#### DOCUMENT TEXT:
Uddhav Shatak, a Hindi devotional poetical work, comprises of one hundred verses (shatak) written by Jagannath Das Ratnakar. It is composed in the Bhramar Geet Parampara genre started by the well known Krishna devotee Suradasa. Uddhava Shatak of Jagannath Das Ratnakar was published in 1931 and is one of the best in the Bhramar Geet genre.

Bhramar Geet parampara is a tradition of Hindi poetry wherein a bhramara (bee) is addressed instead of the person really intended, in this case Uddhava.

Story Of Uddhav Shatak

As per Srimad Bhagavad Purana, after Sri Krishna left his childhood companions and youthful friends in Vrindavana and went to Mathura, the gopis, especially Radha, became despondent. Krishna, realizing the sorrow of all those who had centered their lives on his childhood play, sent his good friend Uddhava to Vrindavana to pacify them.

#### WHAT IS ASKED:
Pull out everything in the Uddhav Shatak text from "Uddhav Shatak, a" down to "Bhramar Geet genre.", word for word. You won't need the material that follows this text.

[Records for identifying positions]
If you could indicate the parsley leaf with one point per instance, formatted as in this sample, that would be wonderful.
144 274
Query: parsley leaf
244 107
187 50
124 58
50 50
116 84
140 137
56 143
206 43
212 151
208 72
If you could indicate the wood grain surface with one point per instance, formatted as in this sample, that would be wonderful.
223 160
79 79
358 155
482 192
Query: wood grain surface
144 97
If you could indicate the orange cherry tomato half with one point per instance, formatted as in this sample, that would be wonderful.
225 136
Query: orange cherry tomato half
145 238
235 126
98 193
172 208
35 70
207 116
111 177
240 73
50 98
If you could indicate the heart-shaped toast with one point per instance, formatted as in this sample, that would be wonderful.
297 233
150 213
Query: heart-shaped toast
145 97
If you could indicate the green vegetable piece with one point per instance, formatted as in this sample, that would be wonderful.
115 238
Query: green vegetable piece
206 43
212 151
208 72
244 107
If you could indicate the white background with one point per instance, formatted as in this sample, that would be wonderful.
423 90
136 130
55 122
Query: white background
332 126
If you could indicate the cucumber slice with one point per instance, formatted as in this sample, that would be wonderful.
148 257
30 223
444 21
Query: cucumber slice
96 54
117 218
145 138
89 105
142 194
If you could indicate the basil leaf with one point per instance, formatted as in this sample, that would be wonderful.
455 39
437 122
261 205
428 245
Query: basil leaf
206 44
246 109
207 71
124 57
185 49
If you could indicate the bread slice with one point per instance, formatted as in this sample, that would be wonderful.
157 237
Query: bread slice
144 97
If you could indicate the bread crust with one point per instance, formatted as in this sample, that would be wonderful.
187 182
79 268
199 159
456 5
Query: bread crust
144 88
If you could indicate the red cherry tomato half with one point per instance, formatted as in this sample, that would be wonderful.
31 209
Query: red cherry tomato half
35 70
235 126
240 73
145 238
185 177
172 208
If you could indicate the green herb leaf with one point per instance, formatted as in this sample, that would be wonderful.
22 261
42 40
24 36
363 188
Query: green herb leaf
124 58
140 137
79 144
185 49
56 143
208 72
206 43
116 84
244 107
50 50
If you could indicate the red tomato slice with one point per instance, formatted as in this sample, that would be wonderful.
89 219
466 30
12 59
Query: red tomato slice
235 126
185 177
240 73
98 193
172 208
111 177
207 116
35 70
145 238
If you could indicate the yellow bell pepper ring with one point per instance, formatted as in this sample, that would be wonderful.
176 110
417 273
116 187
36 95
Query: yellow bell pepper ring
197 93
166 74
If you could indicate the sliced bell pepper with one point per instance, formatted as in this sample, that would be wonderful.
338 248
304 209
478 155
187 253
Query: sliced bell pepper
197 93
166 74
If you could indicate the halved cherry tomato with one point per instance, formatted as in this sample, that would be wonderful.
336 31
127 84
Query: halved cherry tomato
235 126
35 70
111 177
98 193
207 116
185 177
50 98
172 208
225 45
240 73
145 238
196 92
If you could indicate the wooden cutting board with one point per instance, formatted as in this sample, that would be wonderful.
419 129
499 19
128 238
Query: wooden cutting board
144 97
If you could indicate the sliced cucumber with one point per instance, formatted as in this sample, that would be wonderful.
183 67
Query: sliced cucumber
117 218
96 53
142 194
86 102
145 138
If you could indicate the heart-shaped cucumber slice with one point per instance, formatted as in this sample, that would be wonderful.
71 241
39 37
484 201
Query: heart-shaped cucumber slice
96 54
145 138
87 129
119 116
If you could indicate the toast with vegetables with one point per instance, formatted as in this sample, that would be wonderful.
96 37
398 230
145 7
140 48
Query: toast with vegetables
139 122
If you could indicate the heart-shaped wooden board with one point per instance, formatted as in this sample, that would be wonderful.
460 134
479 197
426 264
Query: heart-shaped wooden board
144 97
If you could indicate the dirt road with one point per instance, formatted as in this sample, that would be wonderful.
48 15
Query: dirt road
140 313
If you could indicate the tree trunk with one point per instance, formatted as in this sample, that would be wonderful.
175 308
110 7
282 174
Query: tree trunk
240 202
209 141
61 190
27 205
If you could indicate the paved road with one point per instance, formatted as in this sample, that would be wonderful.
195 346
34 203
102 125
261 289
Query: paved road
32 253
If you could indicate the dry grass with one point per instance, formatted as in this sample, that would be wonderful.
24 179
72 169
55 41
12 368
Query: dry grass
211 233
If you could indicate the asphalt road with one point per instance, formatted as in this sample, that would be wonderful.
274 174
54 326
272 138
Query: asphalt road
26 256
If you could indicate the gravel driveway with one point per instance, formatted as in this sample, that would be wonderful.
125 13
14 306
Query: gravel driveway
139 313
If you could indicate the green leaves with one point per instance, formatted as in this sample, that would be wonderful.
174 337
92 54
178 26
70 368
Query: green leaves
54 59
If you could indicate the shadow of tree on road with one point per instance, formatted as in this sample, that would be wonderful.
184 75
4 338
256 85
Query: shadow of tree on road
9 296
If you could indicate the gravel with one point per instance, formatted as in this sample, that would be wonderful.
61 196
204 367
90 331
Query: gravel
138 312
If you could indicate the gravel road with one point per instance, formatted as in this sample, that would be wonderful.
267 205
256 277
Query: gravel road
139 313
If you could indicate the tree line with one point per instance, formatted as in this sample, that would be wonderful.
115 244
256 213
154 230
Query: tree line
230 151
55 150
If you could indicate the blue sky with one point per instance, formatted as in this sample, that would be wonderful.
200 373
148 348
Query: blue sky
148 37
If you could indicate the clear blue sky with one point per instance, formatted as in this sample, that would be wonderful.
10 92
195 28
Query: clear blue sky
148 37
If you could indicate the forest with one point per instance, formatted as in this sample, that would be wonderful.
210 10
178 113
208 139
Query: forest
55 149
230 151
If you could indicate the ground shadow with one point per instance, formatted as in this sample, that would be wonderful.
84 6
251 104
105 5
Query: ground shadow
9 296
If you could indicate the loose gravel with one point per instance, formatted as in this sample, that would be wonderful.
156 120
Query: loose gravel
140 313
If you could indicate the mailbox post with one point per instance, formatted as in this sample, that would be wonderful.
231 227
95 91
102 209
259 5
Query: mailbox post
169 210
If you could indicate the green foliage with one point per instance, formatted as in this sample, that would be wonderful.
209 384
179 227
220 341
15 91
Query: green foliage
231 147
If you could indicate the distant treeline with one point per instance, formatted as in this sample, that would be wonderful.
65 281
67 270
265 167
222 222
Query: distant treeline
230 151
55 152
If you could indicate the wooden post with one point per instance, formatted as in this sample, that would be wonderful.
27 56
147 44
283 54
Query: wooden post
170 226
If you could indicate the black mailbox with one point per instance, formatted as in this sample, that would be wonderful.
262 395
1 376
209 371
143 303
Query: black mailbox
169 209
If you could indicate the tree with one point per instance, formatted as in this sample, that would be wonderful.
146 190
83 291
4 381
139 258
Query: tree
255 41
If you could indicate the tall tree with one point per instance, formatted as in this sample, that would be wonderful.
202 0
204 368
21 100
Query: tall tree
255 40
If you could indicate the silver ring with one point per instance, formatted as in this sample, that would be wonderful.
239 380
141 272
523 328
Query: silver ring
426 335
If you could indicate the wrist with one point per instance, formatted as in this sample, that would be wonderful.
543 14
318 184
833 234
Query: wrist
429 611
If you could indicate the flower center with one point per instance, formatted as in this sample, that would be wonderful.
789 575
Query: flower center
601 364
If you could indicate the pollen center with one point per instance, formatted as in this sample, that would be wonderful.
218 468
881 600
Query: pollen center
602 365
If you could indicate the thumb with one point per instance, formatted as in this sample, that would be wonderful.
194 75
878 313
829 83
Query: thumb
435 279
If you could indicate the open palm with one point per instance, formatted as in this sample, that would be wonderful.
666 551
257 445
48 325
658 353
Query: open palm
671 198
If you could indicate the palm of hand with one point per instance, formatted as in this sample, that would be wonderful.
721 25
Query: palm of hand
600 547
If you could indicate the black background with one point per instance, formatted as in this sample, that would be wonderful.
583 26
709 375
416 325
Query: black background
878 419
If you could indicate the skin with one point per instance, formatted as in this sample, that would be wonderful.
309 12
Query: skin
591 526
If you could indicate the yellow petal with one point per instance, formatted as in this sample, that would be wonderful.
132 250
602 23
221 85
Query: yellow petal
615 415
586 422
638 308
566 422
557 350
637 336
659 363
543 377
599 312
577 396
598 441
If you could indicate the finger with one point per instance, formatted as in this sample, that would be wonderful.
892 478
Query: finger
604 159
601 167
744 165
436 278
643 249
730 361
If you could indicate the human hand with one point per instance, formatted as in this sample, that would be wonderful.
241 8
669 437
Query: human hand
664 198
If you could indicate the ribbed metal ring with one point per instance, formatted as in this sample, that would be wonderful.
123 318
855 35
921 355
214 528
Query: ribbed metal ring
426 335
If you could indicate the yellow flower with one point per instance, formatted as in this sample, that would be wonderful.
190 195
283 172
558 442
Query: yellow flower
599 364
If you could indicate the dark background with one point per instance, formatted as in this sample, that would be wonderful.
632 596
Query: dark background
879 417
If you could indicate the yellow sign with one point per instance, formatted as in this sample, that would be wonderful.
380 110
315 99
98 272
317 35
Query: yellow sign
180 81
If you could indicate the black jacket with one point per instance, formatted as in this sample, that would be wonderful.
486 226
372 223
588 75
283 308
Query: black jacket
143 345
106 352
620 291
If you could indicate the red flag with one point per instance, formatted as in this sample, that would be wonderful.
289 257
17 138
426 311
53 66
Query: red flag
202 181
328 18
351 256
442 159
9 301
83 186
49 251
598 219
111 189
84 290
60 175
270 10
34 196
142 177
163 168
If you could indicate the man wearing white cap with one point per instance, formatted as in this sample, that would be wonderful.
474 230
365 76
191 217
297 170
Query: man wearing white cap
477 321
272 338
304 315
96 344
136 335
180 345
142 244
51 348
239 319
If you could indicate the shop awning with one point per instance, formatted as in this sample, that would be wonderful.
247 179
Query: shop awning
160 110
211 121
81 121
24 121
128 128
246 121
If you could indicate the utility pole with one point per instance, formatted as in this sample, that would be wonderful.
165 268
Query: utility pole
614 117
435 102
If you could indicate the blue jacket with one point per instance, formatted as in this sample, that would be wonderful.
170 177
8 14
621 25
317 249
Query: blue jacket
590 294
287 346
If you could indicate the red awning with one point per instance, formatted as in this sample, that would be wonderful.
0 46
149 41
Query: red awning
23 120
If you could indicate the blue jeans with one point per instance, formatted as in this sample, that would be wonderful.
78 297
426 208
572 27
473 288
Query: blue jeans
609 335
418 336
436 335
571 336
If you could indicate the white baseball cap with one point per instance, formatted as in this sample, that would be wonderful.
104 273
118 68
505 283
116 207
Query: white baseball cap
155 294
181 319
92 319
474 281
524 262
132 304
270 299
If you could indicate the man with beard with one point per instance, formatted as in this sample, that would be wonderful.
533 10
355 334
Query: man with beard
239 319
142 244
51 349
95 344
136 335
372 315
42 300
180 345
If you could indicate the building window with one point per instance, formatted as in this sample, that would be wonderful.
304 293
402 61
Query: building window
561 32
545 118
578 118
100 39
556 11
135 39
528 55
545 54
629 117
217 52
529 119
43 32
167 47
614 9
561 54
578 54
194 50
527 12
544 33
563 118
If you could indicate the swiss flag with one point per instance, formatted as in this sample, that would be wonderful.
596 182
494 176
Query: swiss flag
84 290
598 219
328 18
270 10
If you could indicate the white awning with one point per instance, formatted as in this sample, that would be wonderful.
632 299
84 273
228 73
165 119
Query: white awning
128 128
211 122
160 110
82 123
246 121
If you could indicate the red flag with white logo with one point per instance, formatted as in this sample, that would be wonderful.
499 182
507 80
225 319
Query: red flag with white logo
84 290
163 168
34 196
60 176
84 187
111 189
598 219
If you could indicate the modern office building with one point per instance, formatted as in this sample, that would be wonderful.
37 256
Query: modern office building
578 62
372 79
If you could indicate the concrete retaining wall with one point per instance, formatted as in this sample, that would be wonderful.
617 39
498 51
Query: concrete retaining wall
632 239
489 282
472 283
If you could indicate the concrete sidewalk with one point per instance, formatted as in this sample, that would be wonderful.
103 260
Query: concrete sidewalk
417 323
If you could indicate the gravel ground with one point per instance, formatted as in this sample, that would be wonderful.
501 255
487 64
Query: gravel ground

#### SOLUTION FOR THIS PROBLEM:
Uddhav Shatak, a Hindi devotional poetical work, comprises of one hundred verses (shatak) written by Jagannath Das Ratnakar. It is composed in the Bhramar Geet Parampara genre started by the well known Krishna devotee Suradasa. Uddhava Shatak of Jagannath Das Ratnakar was published in 1931 and is one of the best in the Bhramar Geet genre.